━━━━━ Il brano
Se
avessi potuto scegliere, io avrei voluto una voce fuoricampo
“Ehi
tu, Dio!”, gli avrei detto “Non darmi tutte queste tette, dammi
una voce fuoricampo”
Ogni
tanto, di fronte a una notizia, a un turbamento emotivo, a una
girandola di nostalgie, mi capita di ritrovarmi nella panda blu di
mia madre, quella con cui portava me e Oris a scuola quando eravamo
piccole. Un sentimento improvvisamente forte mi coglie di sorpresa ed
eccomi con le braccia incrociate sul sedile posteriore della panda, a
guardare fuori dal finestrino, dopo aver litigato con Oris su chi
deve sedersi davanti (prima vinceva sempre lei perché era più alta
e comandava, ora sono passati gli anni, è più bassa, ma vince
comunque). E allora sospiro di fatica, mia madre accende il motore e
parte l'autoradio.
«Io
ed i miei occhi scuri siamo diventati grandi insieme...», canta
lui.
«Con
l'anima smaniosa a chiedere di un posto che non c'è...»,
rispondiamo noi in coro.
Come
tutti, anche io so a memoria le canzoni di Baglioni senza aver mai
comprato un suo disco e lui, Claudione, mi colpisce sempre quando
meno me lo aspetto, con sferzate di autotreni, telline, mezzerie,
straccivendoli, agrifogli, asfalti acquosi, ringhiere, aerei
supersonici e legnetti di cremini da succhiare.
Tra
le cose di cui più mi vergogno al mondo, c'è la faccia sconvolta di
Pezzetta quando, alla fine della mia storia con Chewbecca, mi
ha trovato abbracciata al poggiatesta del sedile passeggero, a tenere
il tempo di una musicassetta.
«Io
ti baciavo mentre tu piangevi... Vai, Iris, ora tocca a te»,
mi istigava Baglioni.
«...
ma adesso che io piango tu chi bacerai?», gli urlavo dietro io,
con la voce spiegata -e stonata.
Qualche
settimana fa, mi ha telefonato Core da Bruxelles: avevamo parlato a
lungo della possibilità di un suo nuovo trasferimento e io sapevo
che, in quella telefonata, avrei avuto la risposta definitiva alle
mie -e alle sue- domande: la decisione finale.
Ho
lasciato squillare il telefono per un po' perché, prima di
rispondere, mi sono versata un bicchiere d'Estathè e mi sono
dedicata a un breve amarcord.
Previously
on Via Nardini, 29
Prima
che Papa Luciani la rapisse e la portasse in Belgio (sì, Giovanni
Paolo I non è morto, si occupa di economia e vive a Bruxelles), Core
abitava sul mio stesso pianerottolo, mangiava alla mia stessa tavola,
insultava i miei vestiti e il modo che avevo di truccarmi e non
usciva mai con me: erano questi i capisaldi della nostra amicizia.
━━━━━━━━━━
### Consegna 1
Elenca, nell'ordine in cui compaiono, i nomi e i soprannomi delle persone citate nel brano, escluso Dio.
Il brano e i record non hanno alcun legame tra loro.
━━━━━ Estratto del dataset
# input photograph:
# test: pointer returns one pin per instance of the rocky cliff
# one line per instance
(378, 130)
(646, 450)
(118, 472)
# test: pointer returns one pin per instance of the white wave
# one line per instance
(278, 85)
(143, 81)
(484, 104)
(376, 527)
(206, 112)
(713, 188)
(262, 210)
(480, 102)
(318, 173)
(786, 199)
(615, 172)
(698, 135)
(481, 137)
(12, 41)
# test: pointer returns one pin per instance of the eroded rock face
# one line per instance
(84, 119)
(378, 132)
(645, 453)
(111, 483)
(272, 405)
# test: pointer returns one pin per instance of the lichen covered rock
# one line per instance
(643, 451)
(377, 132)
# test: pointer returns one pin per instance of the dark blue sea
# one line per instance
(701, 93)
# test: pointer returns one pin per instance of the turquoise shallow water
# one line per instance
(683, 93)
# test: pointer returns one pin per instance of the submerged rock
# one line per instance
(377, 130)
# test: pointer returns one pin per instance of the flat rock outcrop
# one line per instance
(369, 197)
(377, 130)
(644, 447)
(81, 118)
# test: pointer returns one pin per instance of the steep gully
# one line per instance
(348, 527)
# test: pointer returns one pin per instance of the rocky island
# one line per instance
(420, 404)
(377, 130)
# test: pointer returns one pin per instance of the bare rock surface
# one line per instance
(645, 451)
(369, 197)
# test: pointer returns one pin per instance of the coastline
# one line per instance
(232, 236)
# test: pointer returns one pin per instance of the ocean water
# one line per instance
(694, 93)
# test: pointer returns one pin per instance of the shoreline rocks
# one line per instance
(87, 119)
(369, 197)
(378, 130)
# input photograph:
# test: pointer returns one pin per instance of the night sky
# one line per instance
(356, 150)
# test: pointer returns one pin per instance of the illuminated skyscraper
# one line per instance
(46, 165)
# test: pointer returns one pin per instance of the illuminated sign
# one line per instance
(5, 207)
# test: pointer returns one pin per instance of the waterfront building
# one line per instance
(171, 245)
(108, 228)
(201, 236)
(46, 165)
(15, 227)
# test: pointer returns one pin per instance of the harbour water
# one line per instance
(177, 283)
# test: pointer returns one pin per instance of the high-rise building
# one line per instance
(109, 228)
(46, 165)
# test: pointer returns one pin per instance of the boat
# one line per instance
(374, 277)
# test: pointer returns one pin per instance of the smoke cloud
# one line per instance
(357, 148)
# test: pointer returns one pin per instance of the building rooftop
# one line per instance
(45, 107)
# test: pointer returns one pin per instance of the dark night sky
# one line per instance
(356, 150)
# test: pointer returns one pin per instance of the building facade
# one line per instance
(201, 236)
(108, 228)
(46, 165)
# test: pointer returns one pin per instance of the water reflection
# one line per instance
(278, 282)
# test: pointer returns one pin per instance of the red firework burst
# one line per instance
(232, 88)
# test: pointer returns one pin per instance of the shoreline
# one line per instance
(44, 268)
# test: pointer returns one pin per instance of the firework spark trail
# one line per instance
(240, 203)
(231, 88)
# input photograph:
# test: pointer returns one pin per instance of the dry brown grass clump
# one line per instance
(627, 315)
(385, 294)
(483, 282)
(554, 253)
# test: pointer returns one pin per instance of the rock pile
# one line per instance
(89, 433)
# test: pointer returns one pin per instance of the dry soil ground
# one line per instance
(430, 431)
━━━━━━━━━━
### Consegna 2
Riscrivi la parte dei record che parte dalla riga contenente "the building rooftop" e arriva fino all'ultima riga dei record, entrambe comprese, sostituendo "pointer" con "marker" e lasciando tutto il resto invariato. Riporta solo quella parte.

### Risposta 1
Oris
Baglioni (Claudione)
Pezzetta
Chewbecca
Iris
Core
Papa Luciani (Giovanni Paolo I)

### Risposta 2
# test: marker returns one pin per instance of the building rooftop
# one line per instance
(45, 107)
# test: marker returns one pin per instance of the dark night sky
# one line per instance
(356, 150)
# test: marker returns one pin per instance of the building facade
# one line per instance
(201, 236)
(108, 228)
(46, 165)
# test: marker returns one pin per instance of the water reflection
# one line per instance
(278, 282)
# test: marker returns one pin per instance of the red firework burst
# one line per instance
(232, 88)
# test: marker returns one pin per instance of the shoreline
# one line per instance
(44, 268)
# test: marker returns one pin per instance of the firework spark trail
# one line per instance
(240, 203)
(231, 88)
# input photograph:
# test: marker returns one pin per instance of the dry brown grass clump
# one line per instance
(627, 315)
(385, 294)
(483, 282)
(554, 253)
# test: marker returns one pin per instance of the rock pile
# one line per instance
(89, 433)
# test: marker returns one pin per instance of the dry soil ground
# one line per instance
(430, 431)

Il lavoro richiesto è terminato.